DIRECTIONS FOR THIS TASK >>
Resume the review of The Rise and Fall of Legs Diamond below, starting right after its last sentence.

** Start PAGE TEXT **

This Legs Diamond cares nothing for a single solitary soul, and the emptiness of his anger and brutality leaves the viewer completely without sympathy for him when he's finally pumped full of lead. Perhaps that's why the viewer feels nothing but a cold fascination when watching this amoral monster first rise and then fall. Most gangster films at least try to give a grounded context for the criminal's actions; for example, in The Godfather, we're told Don Corleone became a criminal because there was no protection for vulnerable Italian immigrants at the turn of the century. Whether or not you buy this as an excuse is up to you (and one would think that director Coppola didn't exactly intend for viewers to look so positively on the Corleones by the film's sad, final fade-out), but The Rise and Fall of Legs Diamond offers no such amelioration. Legs is presented as a scheming, indifferent criminal from the first frame, with no justification for his actions other than he seems to enjoy committing these offenses (importantly, Boetticher doesn't show us any big scenes of Legs living it up; we don't even get the excuse that it's for the money here). Leg's fatal flaw―his utter ruthlessness and desire to hurt people―triggers no response in the viewer other than repulsion; Boetticher makes sure we hate Legs, and that we don't feel sorry for his ignoble end.

What makes this particular aesthetic choice even more remarkable, considering how successfully it plays out in The Rise and Fall of Legs Diamond, is how ingratiating Ray Danton is in the role. How can we find Danton so funny and charming and magnetic here...if he's playing such a monster? Watching the skillful Danton here, I was reminded of Martin Ritt's Hud; both he and star Paul Newman felt they ultimately failed with the character because women wound up loving that amoral bastard. Here, even though Danton is handsome and sexy (the script makes no bones about Legs' ability to keep Alice on a string strictly through sexual domination), and quite funny in this grotesque "comedic" role, he doesn't pull any tricks that wink to the audience, asking them to like the character on the sly. Danton is almost reptilian in his amusing charm; the fascination we have for Legs is the same for a swaying snake―we can't look away...but we don't want to hug it, either.

** End PAGE TEXT **
** Start RECORDS **

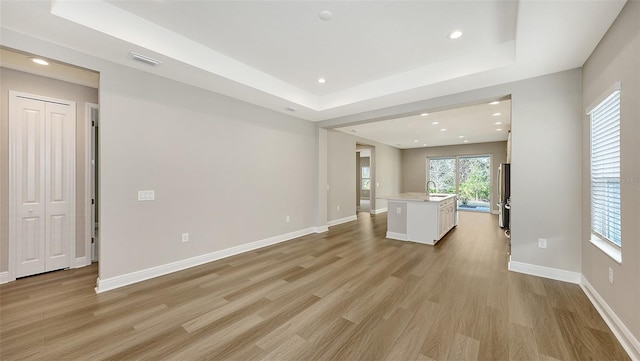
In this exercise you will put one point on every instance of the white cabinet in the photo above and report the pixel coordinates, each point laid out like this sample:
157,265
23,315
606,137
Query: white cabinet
447,216
426,221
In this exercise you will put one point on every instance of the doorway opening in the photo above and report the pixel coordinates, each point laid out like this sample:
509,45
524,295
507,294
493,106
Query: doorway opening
467,176
92,228
365,179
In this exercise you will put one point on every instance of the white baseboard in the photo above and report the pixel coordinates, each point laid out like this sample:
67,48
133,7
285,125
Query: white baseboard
335,222
142,275
398,236
81,262
622,333
4,277
321,229
546,272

** End RECORDS **

EXPECTED ANSWER >>
Matching this witty but cold, cold performance is director Boetticher's detached yet comic book-popping style. Shot with a flat, blown-out look by cinematographer Lucien Ballard, Boetticher keeps The Rise and Fall of Legs Diamond rolling along like one of those "sick" jokes first popular in the 1950s. Playing not at all unlike the later, more influential Bonnie and Clyde (did Penn and Beatty watch this flick beforehand?), The Rise and Fall of Legs Diamond could very easily have been billed as a black comedy if the studios and audiences had been hipper in 1960, such is Boetticher's punchy, black-out delivery here. Set on the obviously fake Warner backlot (which Boetticher and Ballard seem to stylize even more by reducing the set dressings to the barest minimum), the violence erupts without warning inbetween the dialogue scenes that play like comedy, heightened by overemphatic sound effects and the jazzy framing...before we move on again to another set piece punctuated by Danton's sneering delivery. The Rise and Fall of Legs Diamond is all humorous movement and gags, yet it wants us to think it's a straightforward gangster film.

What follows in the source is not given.